[Required actions]
1. In the video conferencing latency excerpt, how often is a packet sent between each pair of servers when measuring network performance on Tencent cloud?
2. List every Tencent cloud endpoint location named in the video conferencing latency excerpt.
3. From the video conferencing latency excerpt, set down everything from "Compared approaches. To" down to "(VCR for short).".

** START OF Page excerpt **

To evaluate the effectiveness of our design on reducing the end-to-end latency of video conferencing systems, we perform experiments using network performance traces from real geo-distributed environments. Our trace-driven simulator is implemented based on WebRTC [12].

VI-A Experimental Setup

TABLE I: Location of endpoints and users

Provider	Endpoint Location	User Location
Tencent cloud	Tokyo, Guangzhou, Singapore, Frankfurt, Sao Paulo	Shenzhen, Singapore, Hong Kong
Wonder Proxy	Brazil, Australia, Singapore, South Africa, Greece	Argentina, Indonesia, Uganda, United States, Lithuania

Geo-distributed setting. We perform our experiments based on the network performance traces collected from Tencent cloud [16] and WonderProxy [27], as shown in Table I.

With Tencent cloud, we select five data centers as the geo-distributed environment. One S5.Medium2 instance is launched in each data center as the endpoint/relay point. Three users are setup locally using servers located in Shenzhen, Hong Kong and Singapore (outside of Tencent cloud). To measure the network performance, we send one packet every 10ms between each pair of servers and record the round trip time (RTT). Each measurement lasts for 100 minutes.

WonderProxy provides a global network of 250 servers for businesses to simulate web traffic from different countries and regions. We adopt five servers as endpoints/relays and five servers as users, as shown in the table. The latency between each pair of servers are adopted from the one day measurement using **, open-sourced by the provider [27].

As shown in Figure 7, which illustrates the average network performance and variance, the two platforms have very different features. First, the latency between WonderProxy servers are higher and more dynamic than Tencent cloud. Second, the network latency between different $<$ source, destination $>$ pairs of WonderProxy are less heterogeneous. Since the two platforms differ a lot on the network features, we believe our trace-driven evaluation results are representative to show the effectiveness of our proposed algorithms.

Compared approaches. To show the superiority of our methods, we adopt three routing methods and two jitter management approaches for comparison. End-to-end latency is the main metric for comparing different approaches.

We evaluate the following routing methods:

•

Direct is the baseline routing method that transmits a packet directly from the source to target (DRT for short).
•

Via [5] is an online routing algorithm which selects the best overlay path for each meeting session to minimize the data transmitting latency. For fair comparison, we use it to make the best routing decision for each packet. Via is considered as the state-of-the-art comparison.
•

VCRoute is the routing method proposed in this paper that minimizes the end-to-end latency for each single packet (VCR for short).

** END OF Page excerpt **
** START OF Material provided **

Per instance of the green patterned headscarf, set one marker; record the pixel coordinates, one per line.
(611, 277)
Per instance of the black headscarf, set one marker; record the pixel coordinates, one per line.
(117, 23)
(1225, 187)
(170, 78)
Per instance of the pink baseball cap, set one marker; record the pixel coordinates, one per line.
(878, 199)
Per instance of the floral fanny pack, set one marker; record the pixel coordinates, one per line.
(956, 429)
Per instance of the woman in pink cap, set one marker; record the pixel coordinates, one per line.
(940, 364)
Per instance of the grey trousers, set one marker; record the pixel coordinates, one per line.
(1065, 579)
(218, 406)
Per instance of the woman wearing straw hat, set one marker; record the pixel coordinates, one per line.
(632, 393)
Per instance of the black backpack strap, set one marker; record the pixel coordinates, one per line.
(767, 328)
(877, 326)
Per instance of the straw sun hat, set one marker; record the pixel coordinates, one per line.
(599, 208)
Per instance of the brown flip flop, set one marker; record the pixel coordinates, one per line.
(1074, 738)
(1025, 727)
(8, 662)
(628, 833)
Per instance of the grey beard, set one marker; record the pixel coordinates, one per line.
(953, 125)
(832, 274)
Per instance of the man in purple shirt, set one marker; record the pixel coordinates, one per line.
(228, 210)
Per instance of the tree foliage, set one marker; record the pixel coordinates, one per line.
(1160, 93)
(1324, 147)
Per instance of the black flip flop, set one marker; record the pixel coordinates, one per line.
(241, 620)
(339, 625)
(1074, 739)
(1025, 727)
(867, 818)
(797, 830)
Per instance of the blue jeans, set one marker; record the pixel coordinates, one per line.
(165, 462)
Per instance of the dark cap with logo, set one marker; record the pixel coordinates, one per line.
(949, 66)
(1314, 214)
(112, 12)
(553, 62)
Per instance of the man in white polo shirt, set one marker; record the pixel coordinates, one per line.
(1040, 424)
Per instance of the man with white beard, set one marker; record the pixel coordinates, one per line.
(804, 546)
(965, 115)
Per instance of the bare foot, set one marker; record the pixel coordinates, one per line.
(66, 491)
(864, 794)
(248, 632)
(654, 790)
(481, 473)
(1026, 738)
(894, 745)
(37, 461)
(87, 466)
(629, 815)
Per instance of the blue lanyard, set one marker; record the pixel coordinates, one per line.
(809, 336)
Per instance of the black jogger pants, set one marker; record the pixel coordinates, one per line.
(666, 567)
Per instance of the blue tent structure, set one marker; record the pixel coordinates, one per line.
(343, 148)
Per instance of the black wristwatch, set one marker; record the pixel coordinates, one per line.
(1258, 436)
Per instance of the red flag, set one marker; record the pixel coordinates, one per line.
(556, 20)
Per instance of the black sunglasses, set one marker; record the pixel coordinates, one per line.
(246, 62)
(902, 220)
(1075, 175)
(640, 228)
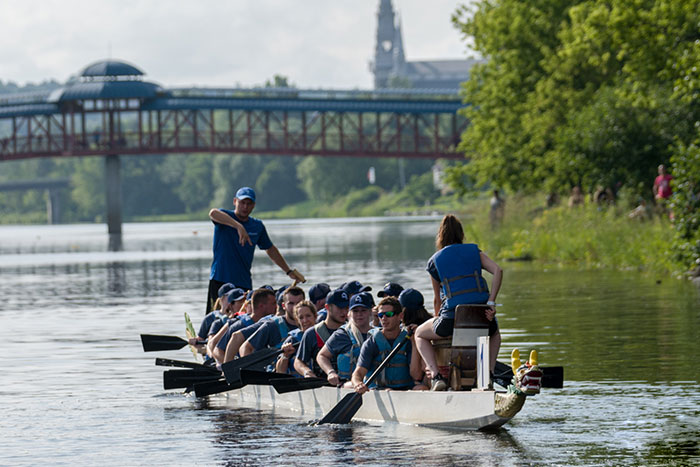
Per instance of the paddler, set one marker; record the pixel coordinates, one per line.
(338, 356)
(305, 314)
(404, 369)
(455, 271)
(236, 234)
(275, 330)
(262, 305)
(313, 339)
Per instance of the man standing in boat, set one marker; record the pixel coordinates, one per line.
(404, 371)
(275, 330)
(313, 339)
(236, 234)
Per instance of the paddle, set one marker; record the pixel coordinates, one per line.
(183, 364)
(174, 379)
(261, 358)
(283, 385)
(552, 377)
(261, 377)
(351, 403)
(154, 343)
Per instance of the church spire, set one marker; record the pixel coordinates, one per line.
(384, 49)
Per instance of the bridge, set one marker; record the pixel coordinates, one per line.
(110, 110)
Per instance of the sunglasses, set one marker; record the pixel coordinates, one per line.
(388, 314)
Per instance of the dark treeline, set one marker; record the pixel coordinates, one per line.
(158, 185)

** END OF Material provided **

[Results of the exercise]
1. One packet is sent every 10ms.

2. Tokyo, Guangzhou, Singapore, Frankfurt, Sao Paulo

3.
Compared approaches. To show the superiority of our methods, we adopt three routing methods and two jitter management approaches for comparison. End-to-end latency is the main metric for comparing different approaches.

We evaluate the following routing methods:

•

Direct is the baseline routing method that transmits a packet directly from the source to target (DRT for short).
•

Via [5] is an online routing algorithm which selects the best overlay path for each meeting session to minimize the data transmitting latency. For fair comparison, we use it to make the best routing decision for each packet. Via is considered as the state-of-the-art comparison.
•

VCRoute is the routing method proposed in this paper that minimizes the end-to-end latency for each single packet (VCR for short).